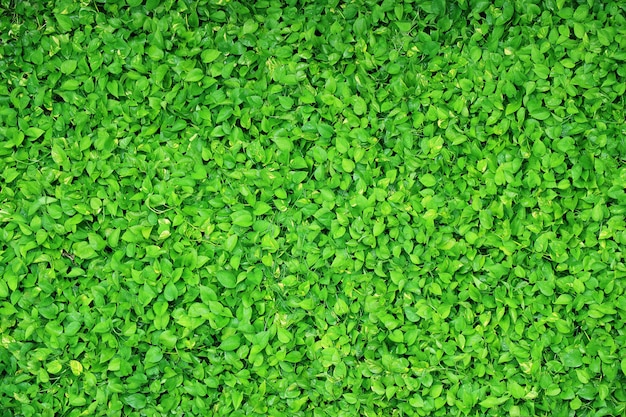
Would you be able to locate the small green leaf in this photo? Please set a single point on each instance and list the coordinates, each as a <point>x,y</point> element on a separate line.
<point>491,402</point>
<point>242,218</point>
<point>209,55</point>
<point>168,339</point>
<point>34,132</point>
<point>230,343</point>
<point>68,67</point>
<point>428,180</point>
<point>154,355</point>
<point>136,401</point>
<point>227,279</point>
<point>194,75</point>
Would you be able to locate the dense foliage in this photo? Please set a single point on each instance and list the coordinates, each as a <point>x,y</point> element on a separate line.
<point>314,208</point>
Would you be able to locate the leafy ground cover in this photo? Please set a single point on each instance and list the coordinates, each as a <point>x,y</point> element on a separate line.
<point>314,208</point>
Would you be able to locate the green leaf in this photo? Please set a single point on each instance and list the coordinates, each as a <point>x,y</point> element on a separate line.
<point>491,402</point>
<point>250,26</point>
<point>210,55</point>
<point>227,279</point>
<point>168,339</point>
<point>154,355</point>
<point>34,132</point>
<point>242,218</point>
<point>230,343</point>
<point>68,67</point>
<point>428,180</point>
<point>572,358</point>
<point>137,401</point>
<point>194,75</point>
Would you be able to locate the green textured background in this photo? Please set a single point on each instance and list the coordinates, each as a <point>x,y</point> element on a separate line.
<point>397,208</point>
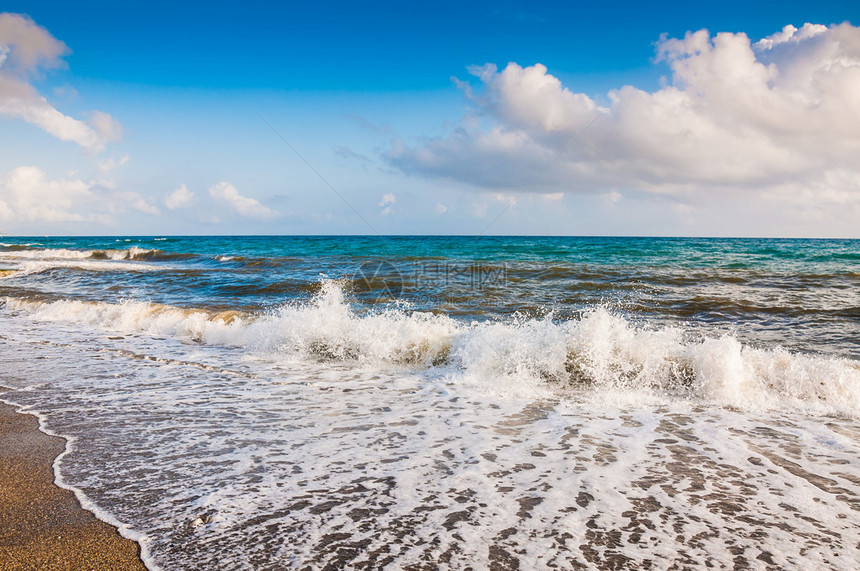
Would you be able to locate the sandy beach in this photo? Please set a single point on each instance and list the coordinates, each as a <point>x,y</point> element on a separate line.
<point>42,526</point>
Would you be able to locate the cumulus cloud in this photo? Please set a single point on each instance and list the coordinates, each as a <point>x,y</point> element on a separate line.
<point>179,198</point>
<point>770,116</point>
<point>242,205</point>
<point>27,194</point>
<point>26,50</point>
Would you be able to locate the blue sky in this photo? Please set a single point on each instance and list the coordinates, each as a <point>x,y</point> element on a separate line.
<point>168,96</point>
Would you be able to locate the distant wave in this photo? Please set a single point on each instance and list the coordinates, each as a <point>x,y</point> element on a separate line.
<point>24,260</point>
<point>599,353</point>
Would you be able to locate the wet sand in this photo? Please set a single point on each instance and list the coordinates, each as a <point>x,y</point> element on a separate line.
<point>42,526</point>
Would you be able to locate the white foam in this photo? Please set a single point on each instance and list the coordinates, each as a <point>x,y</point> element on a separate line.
<point>600,353</point>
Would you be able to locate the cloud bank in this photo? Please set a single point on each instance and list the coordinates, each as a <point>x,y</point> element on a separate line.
<point>780,116</point>
<point>243,206</point>
<point>28,195</point>
<point>26,51</point>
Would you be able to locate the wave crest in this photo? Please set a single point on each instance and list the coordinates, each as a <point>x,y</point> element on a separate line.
<point>599,353</point>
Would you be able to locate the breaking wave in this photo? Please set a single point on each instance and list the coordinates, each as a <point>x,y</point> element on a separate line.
<point>600,352</point>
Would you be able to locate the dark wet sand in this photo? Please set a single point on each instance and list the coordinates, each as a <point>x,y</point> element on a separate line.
<point>42,526</point>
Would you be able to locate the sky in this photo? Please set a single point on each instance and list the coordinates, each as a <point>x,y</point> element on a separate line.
<point>630,118</point>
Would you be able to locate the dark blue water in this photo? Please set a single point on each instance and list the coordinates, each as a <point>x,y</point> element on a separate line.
<point>800,294</point>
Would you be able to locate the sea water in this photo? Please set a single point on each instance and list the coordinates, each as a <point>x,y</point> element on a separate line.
<point>448,402</point>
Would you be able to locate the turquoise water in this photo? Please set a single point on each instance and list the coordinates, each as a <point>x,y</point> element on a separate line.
<point>801,294</point>
<point>448,402</point>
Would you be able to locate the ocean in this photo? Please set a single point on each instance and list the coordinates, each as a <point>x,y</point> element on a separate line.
<point>448,402</point>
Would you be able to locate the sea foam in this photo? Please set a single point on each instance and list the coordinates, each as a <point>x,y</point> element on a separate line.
<point>599,353</point>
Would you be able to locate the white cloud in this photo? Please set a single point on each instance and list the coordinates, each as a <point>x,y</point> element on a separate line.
<point>179,198</point>
<point>242,205</point>
<point>386,203</point>
<point>735,117</point>
<point>28,195</point>
<point>26,49</point>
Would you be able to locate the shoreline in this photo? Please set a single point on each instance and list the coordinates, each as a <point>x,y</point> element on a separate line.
<point>43,526</point>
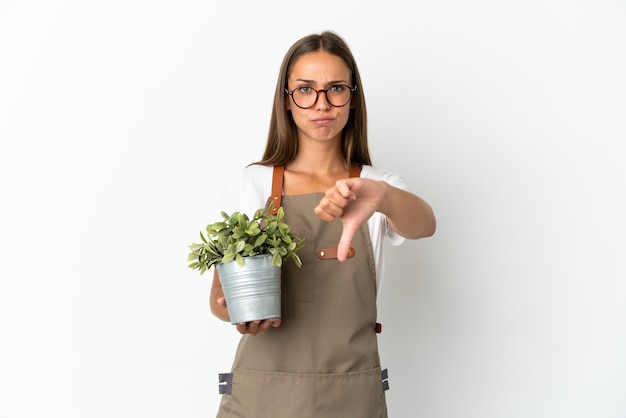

[Do this] Update all of the lines above by replacing "photo" with "image" and keeping everything else the same. Leave out the pictures.

[Answer to this task]
Would you be able to locate the small green leaf in this image? Please set a single point on each instance and list the coordinates, each as a <point>x,y</point> element on a separate line.
<point>491,402</point>
<point>242,218</point>
<point>209,55</point>
<point>168,339</point>
<point>34,132</point>
<point>230,343</point>
<point>68,67</point>
<point>428,180</point>
<point>154,355</point>
<point>136,401</point>
<point>227,279</point>
<point>194,75</point>
Would you be able to locate the dense foliage in this image? Please set a single point on each instance and list the coordinates, each as a <point>x,y</point> element on a separate line.
<point>314,208</point>
Would you be able to locate the leafy ground cover in this image? Please set a single point on each instance and list the coordinates, each as a <point>x,y</point> element on a separate line.
<point>314,208</point>
Would you be able to locate the green leaf in this image? Please set a single point on each instance and list the coordinates, each as a <point>x,y</point> element on a separate line.
<point>491,402</point>
<point>250,26</point>
<point>210,55</point>
<point>227,279</point>
<point>168,339</point>
<point>154,355</point>
<point>34,132</point>
<point>242,218</point>
<point>230,343</point>
<point>68,67</point>
<point>428,180</point>
<point>572,358</point>
<point>137,401</point>
<point>194,75</point>
Would you be able to locate the green textured background in this image? Please set a single point on each instance and list the coordinates, each as a <point>x,y</point> element on a separate line.
<point>397,208</point>
Would you be able to locate the sandy beach in this image? Please set a single point on each instance and list the coordinates, each as a <point>x,y</point> element on a separate line.
<point>42,526</point>
Would you be able to locate the cumulus cloud in this image? Please set a single point on each instance and list the coordinates, each as a <point>x,y</point> element on a separate line.
<point>179,198</point>
<point>770,116</point>
<point>242,205</point>
<point>27,194</point>
<point>26,50</point>
Would you be able to locate the blue sky in this image? Please set a single point on each instance and list the coordinates, each as a <point>x,y</point> element on a separate line.
<point>168,96</point>
Would you be able to locate the distant wave in this image? Please set a single point on each instance and list the coordinates, each as a <point>x,y</point> element on a separate line.
<point>24,260</point>
<point>599,353</point>
Would you be able to locate the wet sand in this image? Please set a single point on each instance and list the coordinates, each as a <point>x,y</point> element on a separate line.
<point>42,526</point>
Would you be able to locate the white foam in this image? Please set a single point on each instance and list the coordinates, each as a <point>x,y</point> element on a separate line.
<point>600,353</point>
Would you be able to locate the cloud bank in this image? Please set a single point on each instance and list the coordinates, each as a <point>x,y</point> element on a separate line.
<point>780,116</point>
<point>243,206</point>
<point>28,195</point>
<point>26,51</point>
Would you be able to locate the wave crest in this image? Please set a single point on each instance and list the coordinates, each as a <point>x,y</point> element on a separate line.
<point>599,353</point>
Would you be able to locate the breaking wave in this image? Please set a single point on each instance and list the coordinates, each as a <point>x,y</point> element on a separate line.
<point>600,352</point>
Would you be able to locate the dark wet sand in this image? Please set a single point on each instance and list the coordinates, each as a <point>x,y</point> element on a separate line.
<point>42,526</point>
Would you be able to locate the sky in this image? Please set a single point on each instance and list the coordinates, each as a <point>x,y</point> element on a separate line.
<point>630,118</point>
Would you be able to locate the dark blue water in this image? Please set a single point on each instance and list the coordinates, each as a <point>x,y</point> element on a separate line.
<point>800,294</point>
Would you be able to locate the sea water in this image? Please set a single point on each instance and list the coordinates, each as a <point>x,y</point> element on a separate line.
<point>448,402</point>
Would you be able to locate the turquoise water in this image? Please set a single point on each instance and list the coordinates, each as a <point>x,y</point> element on a separate line.
<point>801,294</point>
<point>448,402</point>
Would you be able to locate the ocean in this image? Please set a single point on each instance and list the coordinates, each as a <point>x,y</point> element on a separate line.
<point>448,402</point>
Would you be able to locate the sea foam in this image? Please set a single point on each instance and list the coordinates, each as a <point>x,y</point> element on a separate line.
<point>599,353</point>
Would you be able to locate the white cloud in this image? Please set a single point on each instance and list the coordinates, each as a <point>x,y</point> element on a separate line.
<point>179,198</point>
<point>242,205</point>
<point>386,203</point>
<point>735,117</point>
<point>28,195</point>
<point>26,49</point>
Would you be able to locate the shoreline in this image? Please set a single point on each instance and list the coordinates, each as a <point>x,y</point> element on a separate line.
<point>43,526</point>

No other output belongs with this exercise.